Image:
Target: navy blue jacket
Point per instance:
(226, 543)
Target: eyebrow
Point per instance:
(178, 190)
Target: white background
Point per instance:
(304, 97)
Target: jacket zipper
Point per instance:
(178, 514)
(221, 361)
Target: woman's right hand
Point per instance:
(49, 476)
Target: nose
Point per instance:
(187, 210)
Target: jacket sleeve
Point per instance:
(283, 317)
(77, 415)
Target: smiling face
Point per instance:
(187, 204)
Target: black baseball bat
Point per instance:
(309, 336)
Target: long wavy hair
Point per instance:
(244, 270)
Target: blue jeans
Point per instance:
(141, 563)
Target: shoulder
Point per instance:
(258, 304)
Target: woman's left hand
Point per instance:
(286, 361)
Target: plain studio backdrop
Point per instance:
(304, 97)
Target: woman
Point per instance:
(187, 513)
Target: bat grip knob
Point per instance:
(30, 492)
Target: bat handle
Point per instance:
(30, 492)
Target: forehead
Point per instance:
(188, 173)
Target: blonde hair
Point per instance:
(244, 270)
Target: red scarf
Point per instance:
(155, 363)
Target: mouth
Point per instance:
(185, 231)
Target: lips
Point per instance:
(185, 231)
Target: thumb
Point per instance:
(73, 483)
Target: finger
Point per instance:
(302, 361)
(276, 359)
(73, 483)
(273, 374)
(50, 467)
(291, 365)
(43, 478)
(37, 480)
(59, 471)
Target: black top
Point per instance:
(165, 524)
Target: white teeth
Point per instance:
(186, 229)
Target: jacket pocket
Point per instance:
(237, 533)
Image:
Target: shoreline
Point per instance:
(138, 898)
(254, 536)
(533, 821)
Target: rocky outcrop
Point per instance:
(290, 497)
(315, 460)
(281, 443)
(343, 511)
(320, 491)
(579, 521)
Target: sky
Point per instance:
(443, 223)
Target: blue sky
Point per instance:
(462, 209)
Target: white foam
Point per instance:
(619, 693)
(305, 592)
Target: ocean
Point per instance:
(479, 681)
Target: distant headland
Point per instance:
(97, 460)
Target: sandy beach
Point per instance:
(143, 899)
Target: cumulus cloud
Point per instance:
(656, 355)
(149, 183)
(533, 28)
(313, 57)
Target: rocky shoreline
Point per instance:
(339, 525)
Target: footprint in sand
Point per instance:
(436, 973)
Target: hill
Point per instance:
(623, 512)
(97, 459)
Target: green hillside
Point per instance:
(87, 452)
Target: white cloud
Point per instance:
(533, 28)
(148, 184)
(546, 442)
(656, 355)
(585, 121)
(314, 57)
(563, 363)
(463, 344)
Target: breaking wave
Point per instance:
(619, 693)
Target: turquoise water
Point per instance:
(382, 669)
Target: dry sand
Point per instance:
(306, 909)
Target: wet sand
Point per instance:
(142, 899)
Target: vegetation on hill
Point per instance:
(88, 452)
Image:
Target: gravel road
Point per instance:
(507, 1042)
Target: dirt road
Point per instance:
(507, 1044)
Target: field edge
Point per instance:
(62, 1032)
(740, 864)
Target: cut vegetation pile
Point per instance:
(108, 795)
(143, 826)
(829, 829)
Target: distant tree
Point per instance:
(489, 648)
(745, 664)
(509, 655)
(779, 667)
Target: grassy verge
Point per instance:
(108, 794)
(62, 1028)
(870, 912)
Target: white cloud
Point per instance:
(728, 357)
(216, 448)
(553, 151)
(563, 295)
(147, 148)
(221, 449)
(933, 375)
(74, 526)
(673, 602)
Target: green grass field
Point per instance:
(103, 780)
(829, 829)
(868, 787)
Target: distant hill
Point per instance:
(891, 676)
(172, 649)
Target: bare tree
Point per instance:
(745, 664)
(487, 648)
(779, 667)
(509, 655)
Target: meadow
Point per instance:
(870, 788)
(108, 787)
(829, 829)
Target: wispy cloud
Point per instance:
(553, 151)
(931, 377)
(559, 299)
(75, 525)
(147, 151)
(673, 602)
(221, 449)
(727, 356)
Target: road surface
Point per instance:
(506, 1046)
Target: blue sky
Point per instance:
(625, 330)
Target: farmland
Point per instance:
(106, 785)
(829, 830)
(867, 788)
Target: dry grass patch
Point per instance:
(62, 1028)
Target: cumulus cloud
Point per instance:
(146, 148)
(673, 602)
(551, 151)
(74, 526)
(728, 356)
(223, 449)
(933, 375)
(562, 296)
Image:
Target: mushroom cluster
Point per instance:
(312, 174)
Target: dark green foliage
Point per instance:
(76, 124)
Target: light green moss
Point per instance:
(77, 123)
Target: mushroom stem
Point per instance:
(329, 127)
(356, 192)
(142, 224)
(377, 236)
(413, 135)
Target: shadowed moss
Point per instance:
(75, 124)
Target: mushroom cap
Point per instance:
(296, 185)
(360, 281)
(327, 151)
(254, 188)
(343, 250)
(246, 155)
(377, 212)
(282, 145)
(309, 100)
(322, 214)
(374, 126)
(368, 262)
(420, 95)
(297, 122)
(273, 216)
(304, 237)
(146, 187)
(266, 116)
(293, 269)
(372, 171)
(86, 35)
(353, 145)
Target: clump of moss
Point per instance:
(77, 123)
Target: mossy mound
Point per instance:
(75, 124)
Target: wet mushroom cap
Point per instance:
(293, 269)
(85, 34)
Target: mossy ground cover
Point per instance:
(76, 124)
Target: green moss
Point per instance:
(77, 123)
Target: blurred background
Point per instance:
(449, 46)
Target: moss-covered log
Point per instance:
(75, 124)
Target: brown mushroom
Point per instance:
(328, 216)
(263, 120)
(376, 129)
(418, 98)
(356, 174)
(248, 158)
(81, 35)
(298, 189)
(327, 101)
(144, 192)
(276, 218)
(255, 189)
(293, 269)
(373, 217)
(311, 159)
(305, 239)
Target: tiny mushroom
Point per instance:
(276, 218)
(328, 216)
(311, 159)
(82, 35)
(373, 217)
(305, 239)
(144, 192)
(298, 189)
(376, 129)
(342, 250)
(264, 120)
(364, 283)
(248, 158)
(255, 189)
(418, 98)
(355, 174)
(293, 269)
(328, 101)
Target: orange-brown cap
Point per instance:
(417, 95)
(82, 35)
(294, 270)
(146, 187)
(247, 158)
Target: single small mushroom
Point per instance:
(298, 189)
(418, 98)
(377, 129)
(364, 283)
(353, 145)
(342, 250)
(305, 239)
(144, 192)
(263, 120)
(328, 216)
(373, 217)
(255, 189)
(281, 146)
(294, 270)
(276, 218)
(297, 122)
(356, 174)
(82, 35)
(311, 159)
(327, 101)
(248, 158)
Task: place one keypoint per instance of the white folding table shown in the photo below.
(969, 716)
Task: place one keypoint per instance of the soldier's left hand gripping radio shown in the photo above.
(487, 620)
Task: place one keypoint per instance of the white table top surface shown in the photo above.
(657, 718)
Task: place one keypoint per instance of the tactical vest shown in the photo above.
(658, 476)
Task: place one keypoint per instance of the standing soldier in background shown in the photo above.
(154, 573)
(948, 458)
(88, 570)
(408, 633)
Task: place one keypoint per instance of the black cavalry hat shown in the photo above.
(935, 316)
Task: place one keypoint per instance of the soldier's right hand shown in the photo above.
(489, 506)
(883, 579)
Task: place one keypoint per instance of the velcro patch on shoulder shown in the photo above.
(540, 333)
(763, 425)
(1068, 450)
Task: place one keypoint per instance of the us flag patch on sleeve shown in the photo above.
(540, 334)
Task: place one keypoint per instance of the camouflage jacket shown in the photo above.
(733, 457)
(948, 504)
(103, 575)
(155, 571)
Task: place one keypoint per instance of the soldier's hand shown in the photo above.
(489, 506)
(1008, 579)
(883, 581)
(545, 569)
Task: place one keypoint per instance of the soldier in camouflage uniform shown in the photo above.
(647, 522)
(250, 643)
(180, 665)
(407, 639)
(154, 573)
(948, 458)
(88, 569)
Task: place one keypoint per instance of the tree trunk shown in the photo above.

WHAT THIS TASK INVOLVES ::
Return, unchanged, each line from the line containing "Task: place one keypoint per instance of the us" through the last line of the material.

FULL ANSWER ::
Task: place one keypoint per instance of the us flag patch on sleeve shown in the photo above.
(540, 334)
Task: place one keypoint per instance of the camouflage jacket shown in the photo above.
(733, 457)
(948, 504)
(103, 575)
(155, 571)
Task: place one keypoint per instance of the soldier's hand shown in the photo above.
(489, 506)
(1008, 579)
(883, 581)
(545, 569)
Task: place one keypoint per instance of the soldier in camouflage uniform shown in the photo above.
(647, 522)
(250, 643)
(180, 665)
(407, 639)
(154, 573)
(948, 458)
(88, 569)
Task: place one keypoint per instance of the tree trunk shown in the photo above.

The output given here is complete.